Glad to help Spiderqueen! when I was hunting metal Halloween songs last year, I came across the Vision Bleak and I was like "AWESOME"!! The perfect Halloween metal band!! (aside from Wednesday 13).

This is not metal in the slightest, but I wish there was a metal version of it. I love this song and think it would be awesome if it were metalized. I would like to hear a real heavy band like Turisas do it, that would be epic!


----------



## spiderqueen

Joey_Munster said:


> I came across the Vision Bleak and I was like "AWESOME"!!


Pretty much my reaction, too. After my last post, I went on Amazon and ordered their most recent album. It only has eight tracks apparently, since I didn't get the version with the bonus disc, but it was super-cheap so that's why I bought it right away. I paid a total of $6.47 for it, shipping included.

Direction: Resume the forum thread about Halloween metal bands above, carrying it on from its final sentence.

Extracted entries:

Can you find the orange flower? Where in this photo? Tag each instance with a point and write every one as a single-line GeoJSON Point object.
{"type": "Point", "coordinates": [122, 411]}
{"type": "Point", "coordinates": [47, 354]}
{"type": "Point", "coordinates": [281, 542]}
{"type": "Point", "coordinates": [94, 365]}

Solved problem:
----------



## blueczarina

cool thread, i've always liked metal, a variety of genres but mostly goth metal, symphonic, and some industrial sounding stuff. here are a few suggestions pulled from my ipod. i'm going to throw in some not technically metal, but heavier rock ones too. i'm just going through my ipod here looking for vampirey/ Halloween type stuff. sorry for the long post. 

Apocalyptica- Bittersweet





Braindance- Resurrection





Februus- This Is Halloween. i like the Manson one too, but this is another metal version.





Moonspell:
Nocturna




Vampiria, haunted house track meets metal






Powerman 5000- V is for Vampire





The 69 Eyes:
Lost Boys




Brandon Lee




Dance D'Amour





Xandria- Vampire





Ozzy- Mr Crowley





Type O Negative- Black No 1





Ours- Dracula's Bride





Marilyn Manson:
If I Was Your Vampire




I Put A Spell On You





HIM
Serpent Ride





Gary Numan:
heavier industrial type rock
Haunted




Jagged





Sonata Artica- Full Moon, for the werewolves. 





Dimmu Borgir- Gateways, it has this black magic incantation vibe


----------



## spiderqueen

blueczarina - Somehow I missed your post until just now. Thanks for all the additions to the thread... that is quite a list. I didn't listen to them all yet, but will get around to it. 

I was just listening to this and thought it would work pretty well for this thread:


----------



## blueczarina

haha, that's ok, because i'm new here it went into the spam box. it was just added in a little bit ago.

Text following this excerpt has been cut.